> **Stored data**:
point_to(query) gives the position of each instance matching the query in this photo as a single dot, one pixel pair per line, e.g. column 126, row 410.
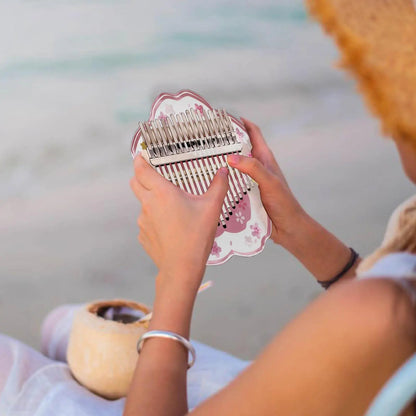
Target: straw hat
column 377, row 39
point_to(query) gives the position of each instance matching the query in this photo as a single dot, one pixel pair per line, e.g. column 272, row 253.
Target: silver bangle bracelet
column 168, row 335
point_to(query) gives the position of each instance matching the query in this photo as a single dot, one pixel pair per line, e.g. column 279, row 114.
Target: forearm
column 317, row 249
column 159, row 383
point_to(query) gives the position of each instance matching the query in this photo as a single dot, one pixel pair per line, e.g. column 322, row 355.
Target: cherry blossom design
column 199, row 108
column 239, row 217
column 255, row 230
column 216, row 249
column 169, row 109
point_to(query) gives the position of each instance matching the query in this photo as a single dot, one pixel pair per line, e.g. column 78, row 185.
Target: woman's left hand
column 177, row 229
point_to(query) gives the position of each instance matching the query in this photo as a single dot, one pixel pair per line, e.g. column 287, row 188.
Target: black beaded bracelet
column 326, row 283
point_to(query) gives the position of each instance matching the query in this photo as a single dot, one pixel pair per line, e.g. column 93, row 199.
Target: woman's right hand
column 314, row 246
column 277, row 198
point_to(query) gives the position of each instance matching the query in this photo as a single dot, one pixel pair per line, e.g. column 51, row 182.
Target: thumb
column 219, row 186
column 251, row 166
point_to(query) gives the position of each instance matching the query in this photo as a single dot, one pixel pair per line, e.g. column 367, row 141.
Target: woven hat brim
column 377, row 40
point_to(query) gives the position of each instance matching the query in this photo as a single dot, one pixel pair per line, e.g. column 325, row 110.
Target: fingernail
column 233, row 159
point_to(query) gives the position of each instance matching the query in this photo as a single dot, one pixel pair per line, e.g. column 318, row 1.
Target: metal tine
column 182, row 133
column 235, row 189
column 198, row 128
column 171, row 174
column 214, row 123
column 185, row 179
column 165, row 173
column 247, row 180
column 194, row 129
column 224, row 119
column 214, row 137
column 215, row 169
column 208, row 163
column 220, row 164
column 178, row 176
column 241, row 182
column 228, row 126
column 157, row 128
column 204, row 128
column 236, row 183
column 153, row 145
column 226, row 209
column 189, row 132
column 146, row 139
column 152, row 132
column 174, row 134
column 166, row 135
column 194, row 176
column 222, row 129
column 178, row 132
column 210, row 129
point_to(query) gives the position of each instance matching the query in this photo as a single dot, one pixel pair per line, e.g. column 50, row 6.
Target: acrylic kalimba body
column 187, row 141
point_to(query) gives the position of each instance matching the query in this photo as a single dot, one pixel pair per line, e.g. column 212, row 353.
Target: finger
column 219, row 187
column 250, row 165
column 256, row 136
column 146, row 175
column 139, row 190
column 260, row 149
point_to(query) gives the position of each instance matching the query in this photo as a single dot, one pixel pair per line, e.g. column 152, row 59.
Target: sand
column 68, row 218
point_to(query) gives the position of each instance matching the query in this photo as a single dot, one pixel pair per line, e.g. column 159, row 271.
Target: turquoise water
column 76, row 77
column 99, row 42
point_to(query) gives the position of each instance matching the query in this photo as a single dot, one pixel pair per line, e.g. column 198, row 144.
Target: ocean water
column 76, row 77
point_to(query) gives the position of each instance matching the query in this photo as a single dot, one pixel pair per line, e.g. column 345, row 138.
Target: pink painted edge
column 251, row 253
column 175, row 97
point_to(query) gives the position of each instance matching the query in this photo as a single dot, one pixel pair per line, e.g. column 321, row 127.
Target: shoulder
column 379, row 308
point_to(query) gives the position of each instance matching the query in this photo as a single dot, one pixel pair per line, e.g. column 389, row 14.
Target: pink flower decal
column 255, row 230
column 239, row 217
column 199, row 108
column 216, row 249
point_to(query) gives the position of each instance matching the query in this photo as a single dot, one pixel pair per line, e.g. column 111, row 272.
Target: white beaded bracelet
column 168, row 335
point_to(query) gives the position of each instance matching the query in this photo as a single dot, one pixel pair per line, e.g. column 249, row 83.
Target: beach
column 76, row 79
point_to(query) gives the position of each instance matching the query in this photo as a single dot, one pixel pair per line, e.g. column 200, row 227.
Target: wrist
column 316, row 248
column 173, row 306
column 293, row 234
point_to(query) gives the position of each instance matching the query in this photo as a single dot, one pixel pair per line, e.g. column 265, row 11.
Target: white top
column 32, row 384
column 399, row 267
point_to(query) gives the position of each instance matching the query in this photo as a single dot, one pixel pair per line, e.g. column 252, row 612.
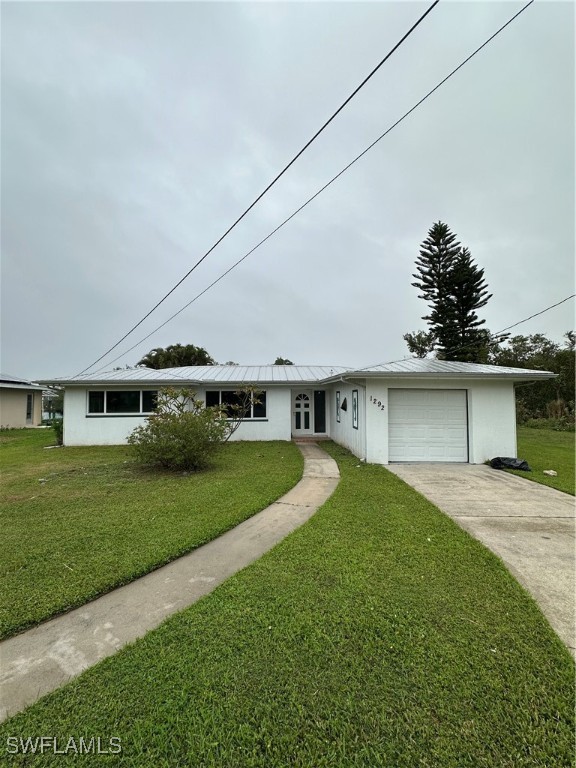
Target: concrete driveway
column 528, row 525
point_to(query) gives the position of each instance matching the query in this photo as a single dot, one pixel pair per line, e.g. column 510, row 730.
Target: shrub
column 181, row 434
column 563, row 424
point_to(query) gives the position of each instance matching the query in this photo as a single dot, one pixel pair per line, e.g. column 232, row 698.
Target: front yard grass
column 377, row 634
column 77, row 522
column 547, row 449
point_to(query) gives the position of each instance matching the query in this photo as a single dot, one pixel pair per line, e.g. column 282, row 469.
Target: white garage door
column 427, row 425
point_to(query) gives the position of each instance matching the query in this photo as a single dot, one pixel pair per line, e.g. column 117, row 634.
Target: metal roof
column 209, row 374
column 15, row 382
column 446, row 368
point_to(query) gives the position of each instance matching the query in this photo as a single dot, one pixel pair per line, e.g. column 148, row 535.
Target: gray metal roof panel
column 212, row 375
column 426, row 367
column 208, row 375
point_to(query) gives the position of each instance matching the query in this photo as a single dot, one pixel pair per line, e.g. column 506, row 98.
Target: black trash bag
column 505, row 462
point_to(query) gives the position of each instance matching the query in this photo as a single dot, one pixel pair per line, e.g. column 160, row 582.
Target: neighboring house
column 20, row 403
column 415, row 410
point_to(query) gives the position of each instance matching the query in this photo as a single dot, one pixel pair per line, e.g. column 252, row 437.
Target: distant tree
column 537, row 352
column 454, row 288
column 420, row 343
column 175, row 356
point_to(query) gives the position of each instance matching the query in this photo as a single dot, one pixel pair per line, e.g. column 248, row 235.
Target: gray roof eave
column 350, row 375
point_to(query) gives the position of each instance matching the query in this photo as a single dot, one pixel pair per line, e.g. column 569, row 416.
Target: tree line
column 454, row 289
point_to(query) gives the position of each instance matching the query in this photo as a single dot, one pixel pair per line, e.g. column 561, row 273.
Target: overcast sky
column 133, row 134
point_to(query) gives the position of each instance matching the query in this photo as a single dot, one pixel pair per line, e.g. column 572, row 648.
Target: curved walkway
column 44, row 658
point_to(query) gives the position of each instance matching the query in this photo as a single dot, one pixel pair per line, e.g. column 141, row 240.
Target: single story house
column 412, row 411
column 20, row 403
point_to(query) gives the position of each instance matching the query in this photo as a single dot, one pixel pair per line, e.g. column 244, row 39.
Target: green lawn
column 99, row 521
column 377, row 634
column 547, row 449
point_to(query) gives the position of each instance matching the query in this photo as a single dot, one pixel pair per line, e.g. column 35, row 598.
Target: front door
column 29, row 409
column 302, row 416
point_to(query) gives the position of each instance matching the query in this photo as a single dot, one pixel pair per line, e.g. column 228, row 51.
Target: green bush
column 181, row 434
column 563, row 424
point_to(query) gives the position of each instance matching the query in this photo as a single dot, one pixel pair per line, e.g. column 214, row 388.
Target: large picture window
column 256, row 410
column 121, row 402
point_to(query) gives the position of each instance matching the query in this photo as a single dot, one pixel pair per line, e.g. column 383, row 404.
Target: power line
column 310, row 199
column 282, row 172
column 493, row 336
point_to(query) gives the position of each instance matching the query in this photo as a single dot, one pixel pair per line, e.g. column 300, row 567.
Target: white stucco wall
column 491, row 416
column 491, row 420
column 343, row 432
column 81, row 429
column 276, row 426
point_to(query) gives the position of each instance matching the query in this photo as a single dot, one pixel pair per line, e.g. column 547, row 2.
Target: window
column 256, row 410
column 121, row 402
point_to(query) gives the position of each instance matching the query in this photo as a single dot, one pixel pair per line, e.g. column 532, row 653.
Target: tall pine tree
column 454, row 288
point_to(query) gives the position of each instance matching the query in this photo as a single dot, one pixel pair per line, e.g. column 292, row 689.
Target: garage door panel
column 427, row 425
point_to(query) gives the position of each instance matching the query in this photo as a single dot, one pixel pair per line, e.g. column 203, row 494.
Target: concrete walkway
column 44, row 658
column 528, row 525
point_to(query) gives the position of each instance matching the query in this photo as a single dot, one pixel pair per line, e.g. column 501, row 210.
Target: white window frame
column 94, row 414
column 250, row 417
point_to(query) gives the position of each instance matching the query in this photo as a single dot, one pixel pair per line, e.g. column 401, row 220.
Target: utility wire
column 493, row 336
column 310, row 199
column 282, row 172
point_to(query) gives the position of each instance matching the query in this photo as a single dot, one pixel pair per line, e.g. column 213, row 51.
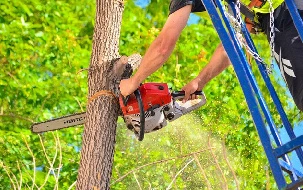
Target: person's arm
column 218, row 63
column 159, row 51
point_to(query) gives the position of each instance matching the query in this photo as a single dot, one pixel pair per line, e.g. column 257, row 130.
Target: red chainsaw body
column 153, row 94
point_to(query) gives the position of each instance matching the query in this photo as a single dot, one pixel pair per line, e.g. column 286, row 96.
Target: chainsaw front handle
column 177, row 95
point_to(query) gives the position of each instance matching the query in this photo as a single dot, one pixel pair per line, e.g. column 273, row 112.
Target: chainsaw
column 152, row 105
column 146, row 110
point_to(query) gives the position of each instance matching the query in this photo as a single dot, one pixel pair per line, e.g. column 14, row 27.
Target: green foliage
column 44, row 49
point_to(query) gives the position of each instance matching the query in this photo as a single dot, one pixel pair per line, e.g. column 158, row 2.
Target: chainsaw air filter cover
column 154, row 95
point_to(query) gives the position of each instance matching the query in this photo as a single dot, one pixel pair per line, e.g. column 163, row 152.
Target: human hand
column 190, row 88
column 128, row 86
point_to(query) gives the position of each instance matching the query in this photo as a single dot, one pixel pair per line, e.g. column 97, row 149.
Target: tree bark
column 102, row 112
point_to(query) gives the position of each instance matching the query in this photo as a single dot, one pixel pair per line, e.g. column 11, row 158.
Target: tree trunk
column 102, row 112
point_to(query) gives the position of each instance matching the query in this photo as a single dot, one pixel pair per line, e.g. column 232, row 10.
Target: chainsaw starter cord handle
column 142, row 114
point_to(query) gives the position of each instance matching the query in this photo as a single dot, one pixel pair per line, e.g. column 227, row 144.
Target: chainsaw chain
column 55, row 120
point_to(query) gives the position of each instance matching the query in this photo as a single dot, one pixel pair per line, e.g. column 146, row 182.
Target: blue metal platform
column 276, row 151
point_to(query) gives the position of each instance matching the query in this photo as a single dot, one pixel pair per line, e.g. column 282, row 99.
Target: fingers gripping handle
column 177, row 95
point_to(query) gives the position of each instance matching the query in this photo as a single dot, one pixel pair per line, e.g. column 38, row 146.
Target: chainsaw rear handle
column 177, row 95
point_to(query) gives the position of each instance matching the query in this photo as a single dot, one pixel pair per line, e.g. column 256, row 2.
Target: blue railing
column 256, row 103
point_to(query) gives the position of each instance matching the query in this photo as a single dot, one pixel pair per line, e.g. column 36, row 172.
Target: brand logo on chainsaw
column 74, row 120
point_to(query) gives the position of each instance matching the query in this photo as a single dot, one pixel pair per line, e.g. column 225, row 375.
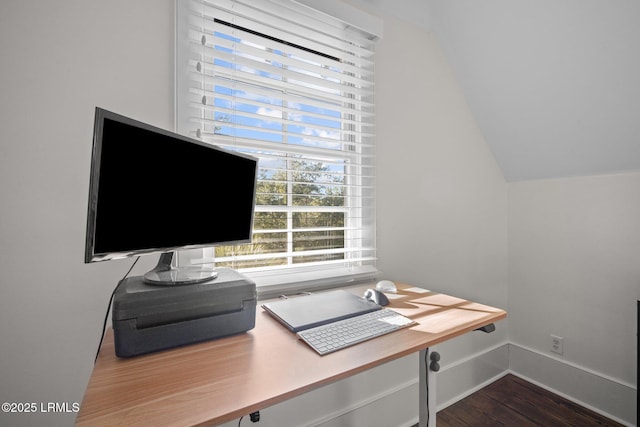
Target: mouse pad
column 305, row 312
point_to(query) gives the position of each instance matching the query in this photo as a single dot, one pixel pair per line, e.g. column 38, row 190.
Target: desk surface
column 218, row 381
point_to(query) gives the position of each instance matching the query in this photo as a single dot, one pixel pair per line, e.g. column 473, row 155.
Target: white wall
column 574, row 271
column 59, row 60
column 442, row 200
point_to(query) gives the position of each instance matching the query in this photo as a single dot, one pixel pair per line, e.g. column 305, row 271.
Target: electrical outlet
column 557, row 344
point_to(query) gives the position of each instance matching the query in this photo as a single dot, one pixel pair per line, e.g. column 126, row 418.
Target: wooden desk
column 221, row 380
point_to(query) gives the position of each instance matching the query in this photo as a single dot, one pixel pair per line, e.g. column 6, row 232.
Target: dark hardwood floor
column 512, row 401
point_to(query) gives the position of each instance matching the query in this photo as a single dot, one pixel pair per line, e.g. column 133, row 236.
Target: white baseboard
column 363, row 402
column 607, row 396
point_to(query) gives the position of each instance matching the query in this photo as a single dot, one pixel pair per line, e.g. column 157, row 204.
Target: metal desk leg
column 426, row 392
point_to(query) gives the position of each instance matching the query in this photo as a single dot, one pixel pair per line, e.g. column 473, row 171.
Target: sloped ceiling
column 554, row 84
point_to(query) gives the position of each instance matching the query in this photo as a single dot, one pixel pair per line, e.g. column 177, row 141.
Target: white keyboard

> **Task prompt**:
Please copy the line holding "473, row 171." and all lines after it to the end of the records, exactly, and nothing else.

> **Written answer**:
point_to(query) gives the position of each instance matching the query in this photo as a single dot, one pixel pair per line, e.g. column 473, row 171.
Target: sloped ceiling
column 554, row 84
point_to(query) gives the position of each instance matching the query in this photo as a single dot, one pixel pair per line, e.g. column 177, row 141.
Target: white keyboard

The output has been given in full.